> WHAT THIS TASK INVOLVES:
How many lines in the data below contain the string "clicks", matching case exactly? Give only the number.

> PROVIDED DATA:
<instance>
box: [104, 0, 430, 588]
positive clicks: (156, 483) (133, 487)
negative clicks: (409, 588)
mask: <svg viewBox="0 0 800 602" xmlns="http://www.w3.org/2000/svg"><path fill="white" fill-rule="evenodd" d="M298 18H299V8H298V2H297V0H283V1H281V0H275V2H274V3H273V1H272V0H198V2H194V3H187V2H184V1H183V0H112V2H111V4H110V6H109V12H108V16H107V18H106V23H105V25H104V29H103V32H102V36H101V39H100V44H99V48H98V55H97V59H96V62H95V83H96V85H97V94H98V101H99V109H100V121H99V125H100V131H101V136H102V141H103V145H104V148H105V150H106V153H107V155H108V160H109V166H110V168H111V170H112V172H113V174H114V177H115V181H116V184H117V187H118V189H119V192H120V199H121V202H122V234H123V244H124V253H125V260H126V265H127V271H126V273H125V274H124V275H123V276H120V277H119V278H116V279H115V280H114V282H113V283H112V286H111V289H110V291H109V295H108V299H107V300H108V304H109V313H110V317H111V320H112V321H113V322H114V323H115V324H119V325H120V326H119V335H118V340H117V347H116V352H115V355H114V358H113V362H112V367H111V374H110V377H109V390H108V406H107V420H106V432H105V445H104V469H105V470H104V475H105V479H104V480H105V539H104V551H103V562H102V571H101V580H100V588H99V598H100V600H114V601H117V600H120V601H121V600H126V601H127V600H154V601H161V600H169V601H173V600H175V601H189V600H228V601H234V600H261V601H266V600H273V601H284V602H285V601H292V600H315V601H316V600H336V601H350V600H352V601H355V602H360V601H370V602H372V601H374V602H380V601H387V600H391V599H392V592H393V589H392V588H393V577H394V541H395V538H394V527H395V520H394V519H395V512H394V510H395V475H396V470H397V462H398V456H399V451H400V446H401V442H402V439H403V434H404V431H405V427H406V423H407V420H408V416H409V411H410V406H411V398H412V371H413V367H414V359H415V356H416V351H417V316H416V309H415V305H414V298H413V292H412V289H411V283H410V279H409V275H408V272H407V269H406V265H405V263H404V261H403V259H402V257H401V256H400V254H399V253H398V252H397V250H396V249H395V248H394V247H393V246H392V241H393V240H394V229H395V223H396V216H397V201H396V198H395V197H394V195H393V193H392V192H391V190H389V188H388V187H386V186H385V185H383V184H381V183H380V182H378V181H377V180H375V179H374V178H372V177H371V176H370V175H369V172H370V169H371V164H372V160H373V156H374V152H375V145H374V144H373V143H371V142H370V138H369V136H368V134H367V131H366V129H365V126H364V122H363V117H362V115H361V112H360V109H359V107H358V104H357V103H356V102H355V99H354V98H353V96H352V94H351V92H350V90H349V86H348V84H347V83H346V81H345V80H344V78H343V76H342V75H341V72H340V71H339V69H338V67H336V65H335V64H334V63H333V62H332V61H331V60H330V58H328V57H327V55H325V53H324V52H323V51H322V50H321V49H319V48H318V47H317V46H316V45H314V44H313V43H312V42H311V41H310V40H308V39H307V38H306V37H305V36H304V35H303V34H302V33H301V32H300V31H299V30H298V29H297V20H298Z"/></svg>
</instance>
...
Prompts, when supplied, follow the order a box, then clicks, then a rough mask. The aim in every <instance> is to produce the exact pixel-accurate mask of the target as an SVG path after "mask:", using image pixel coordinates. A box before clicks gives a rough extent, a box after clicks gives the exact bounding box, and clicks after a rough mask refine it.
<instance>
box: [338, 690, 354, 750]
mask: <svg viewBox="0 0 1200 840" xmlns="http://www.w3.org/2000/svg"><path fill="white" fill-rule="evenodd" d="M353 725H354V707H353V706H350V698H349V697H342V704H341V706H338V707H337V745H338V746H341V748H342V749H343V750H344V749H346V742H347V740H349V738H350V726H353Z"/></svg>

> ANSWER FOR THIS EXERCISE:
3